### Data supplied
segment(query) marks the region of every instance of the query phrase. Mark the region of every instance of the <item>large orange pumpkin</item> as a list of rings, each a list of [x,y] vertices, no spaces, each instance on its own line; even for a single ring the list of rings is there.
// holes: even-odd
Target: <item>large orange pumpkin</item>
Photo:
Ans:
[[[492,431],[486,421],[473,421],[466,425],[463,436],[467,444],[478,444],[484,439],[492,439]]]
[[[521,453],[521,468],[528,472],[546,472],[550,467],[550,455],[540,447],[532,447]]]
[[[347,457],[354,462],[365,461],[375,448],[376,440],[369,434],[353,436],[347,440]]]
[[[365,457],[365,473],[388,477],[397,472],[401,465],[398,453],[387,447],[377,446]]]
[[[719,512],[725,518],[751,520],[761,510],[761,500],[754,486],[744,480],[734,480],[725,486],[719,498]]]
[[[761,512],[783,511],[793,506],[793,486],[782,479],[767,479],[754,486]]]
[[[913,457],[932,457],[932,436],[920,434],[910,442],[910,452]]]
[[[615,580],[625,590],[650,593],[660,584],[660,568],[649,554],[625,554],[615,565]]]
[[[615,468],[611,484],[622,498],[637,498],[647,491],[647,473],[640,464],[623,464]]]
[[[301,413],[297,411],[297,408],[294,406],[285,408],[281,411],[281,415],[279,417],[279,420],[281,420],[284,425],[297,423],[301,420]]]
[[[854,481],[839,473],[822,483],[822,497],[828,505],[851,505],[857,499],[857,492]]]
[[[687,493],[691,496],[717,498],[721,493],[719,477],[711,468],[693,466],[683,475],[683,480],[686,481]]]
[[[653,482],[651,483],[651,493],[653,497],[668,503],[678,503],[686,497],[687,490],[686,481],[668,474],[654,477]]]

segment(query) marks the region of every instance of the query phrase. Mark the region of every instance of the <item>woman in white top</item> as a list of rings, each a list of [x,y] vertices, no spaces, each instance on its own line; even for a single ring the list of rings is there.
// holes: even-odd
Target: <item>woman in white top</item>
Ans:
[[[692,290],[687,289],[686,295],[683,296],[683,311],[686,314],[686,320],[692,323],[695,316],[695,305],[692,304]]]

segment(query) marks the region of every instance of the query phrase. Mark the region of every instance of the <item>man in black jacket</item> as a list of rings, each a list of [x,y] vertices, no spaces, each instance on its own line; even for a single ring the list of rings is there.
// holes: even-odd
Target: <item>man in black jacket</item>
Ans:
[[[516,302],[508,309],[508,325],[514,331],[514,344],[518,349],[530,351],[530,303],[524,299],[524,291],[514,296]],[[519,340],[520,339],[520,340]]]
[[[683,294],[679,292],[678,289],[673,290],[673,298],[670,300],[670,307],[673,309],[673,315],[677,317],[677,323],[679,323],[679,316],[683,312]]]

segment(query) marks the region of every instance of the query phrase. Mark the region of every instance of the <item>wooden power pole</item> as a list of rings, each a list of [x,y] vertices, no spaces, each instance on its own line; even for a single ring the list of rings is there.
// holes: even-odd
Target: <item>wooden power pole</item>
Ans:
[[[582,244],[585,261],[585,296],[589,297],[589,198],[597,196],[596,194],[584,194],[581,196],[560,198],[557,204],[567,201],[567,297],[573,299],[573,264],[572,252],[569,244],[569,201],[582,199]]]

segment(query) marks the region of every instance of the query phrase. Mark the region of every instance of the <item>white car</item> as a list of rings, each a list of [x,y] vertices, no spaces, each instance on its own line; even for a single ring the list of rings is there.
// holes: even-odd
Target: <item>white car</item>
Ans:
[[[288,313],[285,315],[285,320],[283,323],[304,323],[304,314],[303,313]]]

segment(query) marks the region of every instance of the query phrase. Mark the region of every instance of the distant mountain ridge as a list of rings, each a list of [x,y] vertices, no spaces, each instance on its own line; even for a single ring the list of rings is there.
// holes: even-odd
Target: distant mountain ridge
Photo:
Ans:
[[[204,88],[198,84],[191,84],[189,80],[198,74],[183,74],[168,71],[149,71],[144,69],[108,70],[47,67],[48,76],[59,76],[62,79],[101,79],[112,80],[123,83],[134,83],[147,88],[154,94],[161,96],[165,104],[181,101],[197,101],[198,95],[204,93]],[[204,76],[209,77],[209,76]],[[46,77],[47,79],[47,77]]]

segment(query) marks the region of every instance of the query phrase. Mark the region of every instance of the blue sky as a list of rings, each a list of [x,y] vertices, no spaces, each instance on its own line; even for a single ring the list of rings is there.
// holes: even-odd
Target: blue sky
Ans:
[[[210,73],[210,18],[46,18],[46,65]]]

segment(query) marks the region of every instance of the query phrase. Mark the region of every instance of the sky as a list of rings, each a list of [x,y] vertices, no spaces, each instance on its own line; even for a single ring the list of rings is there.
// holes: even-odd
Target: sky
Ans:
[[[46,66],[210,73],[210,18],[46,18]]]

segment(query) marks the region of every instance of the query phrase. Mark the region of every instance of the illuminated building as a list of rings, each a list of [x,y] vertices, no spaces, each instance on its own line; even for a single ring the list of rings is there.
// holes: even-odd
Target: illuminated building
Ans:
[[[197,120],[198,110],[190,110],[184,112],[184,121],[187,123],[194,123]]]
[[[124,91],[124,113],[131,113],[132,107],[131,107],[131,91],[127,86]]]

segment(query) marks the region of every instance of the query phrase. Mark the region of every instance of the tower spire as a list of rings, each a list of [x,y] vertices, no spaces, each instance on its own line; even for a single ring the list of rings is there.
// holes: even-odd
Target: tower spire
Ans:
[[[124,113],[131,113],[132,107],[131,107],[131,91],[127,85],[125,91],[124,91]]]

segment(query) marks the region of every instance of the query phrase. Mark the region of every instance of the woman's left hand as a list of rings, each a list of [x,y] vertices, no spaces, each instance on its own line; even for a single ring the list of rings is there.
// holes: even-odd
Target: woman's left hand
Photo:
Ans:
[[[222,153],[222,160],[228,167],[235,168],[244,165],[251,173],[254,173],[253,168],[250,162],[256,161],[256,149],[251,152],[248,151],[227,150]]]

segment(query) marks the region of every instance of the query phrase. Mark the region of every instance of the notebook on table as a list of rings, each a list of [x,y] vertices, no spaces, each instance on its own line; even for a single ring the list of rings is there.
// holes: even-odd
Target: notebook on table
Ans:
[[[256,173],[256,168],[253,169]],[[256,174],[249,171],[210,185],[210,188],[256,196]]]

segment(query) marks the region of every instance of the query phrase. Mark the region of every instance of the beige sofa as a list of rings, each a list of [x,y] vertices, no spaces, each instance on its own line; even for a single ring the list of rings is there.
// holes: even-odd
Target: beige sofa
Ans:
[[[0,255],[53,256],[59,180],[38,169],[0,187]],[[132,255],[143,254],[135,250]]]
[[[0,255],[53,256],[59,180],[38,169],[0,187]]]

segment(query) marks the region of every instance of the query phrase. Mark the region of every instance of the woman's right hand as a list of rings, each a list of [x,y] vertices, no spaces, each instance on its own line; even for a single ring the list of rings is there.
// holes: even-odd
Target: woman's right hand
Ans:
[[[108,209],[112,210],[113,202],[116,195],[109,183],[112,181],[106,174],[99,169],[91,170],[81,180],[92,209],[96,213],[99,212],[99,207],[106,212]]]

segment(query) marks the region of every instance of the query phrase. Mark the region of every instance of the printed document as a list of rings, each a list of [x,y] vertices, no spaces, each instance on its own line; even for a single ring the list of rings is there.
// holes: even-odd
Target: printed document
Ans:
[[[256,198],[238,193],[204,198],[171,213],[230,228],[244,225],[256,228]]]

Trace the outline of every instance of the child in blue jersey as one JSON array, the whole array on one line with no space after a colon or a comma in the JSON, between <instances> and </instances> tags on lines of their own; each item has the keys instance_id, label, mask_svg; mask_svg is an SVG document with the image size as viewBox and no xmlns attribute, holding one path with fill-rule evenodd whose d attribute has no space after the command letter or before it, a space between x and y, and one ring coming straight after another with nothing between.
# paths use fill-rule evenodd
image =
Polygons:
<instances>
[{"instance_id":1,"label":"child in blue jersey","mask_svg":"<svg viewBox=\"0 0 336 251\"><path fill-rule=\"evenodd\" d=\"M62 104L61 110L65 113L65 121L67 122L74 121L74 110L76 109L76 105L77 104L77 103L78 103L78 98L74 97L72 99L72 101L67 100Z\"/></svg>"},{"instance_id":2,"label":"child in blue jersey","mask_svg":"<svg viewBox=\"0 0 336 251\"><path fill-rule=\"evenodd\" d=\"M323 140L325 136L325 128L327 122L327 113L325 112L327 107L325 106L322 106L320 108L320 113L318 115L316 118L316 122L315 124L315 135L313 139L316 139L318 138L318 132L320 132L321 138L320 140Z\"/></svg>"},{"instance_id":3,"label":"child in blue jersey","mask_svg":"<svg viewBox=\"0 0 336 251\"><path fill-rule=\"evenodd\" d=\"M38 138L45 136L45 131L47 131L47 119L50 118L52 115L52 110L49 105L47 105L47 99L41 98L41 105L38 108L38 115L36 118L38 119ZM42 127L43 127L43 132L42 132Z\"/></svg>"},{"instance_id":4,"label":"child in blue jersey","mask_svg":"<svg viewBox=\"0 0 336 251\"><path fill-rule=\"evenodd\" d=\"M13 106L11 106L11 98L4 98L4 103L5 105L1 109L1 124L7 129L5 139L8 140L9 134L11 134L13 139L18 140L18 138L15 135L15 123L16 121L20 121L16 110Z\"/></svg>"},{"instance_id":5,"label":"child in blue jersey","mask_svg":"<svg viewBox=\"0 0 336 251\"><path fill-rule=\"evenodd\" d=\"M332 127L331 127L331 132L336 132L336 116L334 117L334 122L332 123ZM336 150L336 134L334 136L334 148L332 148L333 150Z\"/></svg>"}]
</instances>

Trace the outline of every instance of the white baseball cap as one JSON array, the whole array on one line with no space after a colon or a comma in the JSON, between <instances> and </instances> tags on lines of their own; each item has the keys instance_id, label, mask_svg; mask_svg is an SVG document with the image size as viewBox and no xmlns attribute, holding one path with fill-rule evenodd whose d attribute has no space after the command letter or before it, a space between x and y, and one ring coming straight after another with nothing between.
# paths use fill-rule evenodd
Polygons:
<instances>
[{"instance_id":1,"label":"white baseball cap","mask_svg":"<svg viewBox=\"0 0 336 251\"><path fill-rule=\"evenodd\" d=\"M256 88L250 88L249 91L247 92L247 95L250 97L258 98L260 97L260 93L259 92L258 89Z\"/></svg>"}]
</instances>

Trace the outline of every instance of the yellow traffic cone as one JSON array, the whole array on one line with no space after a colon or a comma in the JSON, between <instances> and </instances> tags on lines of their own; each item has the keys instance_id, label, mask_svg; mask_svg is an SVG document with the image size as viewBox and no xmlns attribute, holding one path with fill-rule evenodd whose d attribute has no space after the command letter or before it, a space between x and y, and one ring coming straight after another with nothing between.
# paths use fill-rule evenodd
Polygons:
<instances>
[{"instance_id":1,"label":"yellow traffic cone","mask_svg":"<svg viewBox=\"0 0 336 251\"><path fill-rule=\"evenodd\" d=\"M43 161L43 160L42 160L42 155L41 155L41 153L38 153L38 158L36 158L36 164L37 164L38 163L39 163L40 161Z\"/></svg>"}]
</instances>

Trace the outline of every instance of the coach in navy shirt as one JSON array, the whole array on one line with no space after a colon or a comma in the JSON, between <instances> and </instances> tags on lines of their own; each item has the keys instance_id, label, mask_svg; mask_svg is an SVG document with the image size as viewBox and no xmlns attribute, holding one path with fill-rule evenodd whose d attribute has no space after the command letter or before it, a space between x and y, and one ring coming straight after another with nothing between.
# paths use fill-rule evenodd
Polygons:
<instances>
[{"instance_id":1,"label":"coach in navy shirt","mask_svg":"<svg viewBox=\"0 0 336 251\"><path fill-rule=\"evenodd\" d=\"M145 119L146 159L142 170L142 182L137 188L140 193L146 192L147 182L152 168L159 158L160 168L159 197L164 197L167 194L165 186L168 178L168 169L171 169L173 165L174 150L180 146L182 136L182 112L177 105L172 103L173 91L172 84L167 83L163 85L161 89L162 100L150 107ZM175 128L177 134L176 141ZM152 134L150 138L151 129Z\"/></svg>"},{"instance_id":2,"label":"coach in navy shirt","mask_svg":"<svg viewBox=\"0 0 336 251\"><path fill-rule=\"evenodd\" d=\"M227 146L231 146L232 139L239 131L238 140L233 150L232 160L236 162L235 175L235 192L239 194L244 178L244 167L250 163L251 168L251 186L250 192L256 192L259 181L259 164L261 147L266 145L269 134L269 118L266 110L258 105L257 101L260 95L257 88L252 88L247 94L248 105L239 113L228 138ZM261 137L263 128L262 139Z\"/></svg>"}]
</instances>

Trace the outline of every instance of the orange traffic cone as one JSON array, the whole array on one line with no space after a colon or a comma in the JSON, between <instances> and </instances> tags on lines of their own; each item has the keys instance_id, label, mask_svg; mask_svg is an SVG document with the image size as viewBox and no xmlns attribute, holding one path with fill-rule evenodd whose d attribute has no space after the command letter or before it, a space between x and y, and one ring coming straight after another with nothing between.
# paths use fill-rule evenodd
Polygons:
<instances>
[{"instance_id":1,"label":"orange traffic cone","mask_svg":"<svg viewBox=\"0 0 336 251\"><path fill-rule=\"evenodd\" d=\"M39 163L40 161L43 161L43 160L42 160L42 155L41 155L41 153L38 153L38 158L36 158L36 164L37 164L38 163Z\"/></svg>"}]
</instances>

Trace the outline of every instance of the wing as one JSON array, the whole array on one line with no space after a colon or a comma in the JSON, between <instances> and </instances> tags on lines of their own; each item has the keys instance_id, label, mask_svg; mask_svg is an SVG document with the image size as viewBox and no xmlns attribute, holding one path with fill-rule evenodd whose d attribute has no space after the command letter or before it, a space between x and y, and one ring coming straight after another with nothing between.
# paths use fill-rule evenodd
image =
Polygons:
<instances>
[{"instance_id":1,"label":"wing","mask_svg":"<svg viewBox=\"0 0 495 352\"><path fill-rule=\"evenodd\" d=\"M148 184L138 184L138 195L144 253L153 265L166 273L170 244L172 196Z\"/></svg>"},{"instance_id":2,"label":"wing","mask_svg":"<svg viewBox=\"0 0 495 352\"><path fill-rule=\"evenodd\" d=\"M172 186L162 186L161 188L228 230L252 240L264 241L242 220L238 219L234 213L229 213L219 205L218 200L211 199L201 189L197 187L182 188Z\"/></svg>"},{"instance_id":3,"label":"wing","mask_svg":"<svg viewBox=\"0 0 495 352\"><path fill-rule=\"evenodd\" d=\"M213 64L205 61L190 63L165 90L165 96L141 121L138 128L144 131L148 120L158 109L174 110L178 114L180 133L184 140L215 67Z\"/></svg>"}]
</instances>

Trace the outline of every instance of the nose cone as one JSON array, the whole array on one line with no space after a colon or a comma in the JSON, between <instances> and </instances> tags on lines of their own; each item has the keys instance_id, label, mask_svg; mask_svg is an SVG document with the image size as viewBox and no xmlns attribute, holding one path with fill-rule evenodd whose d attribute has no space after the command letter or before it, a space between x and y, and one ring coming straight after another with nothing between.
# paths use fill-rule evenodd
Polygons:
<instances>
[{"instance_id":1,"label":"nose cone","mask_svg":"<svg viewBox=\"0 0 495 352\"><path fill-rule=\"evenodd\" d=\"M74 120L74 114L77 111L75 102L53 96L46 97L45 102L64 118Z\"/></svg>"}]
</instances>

### The problem
Locate "Trace the outline of every instance of the nose" in the material, then quote the line that contains it and all lines after it through the final one.

### Solution
Trace the outline of every instance of the nose cone as one JSON array, the whole array on one line with no space after a colon or a comma in the JSON, between <instances> and </instances> tags on lines of their own; each item has the keys instance_id, label, mask_svg; mask_svg is an SVG document with the image size as viewBox and no xmlns attribute, holding one path with fill-rule evenodd whose d attribute has no space after the command letter or before it, a space between x and y, and one ring coming straight after another with nothing between.
# paths use fill-rule evenodd
Polygons:
<instances>
[{"instance_id":1,"label":"nose cone","mask_svg":"<svg viewBox=\"0 0 495 352\"><path fill-rule=\"evenodd\" d=\"M74 120L74 114L77 111L75 102L53 96L46 97L45 102L64 118Z\"/></svg>"}]
</instances>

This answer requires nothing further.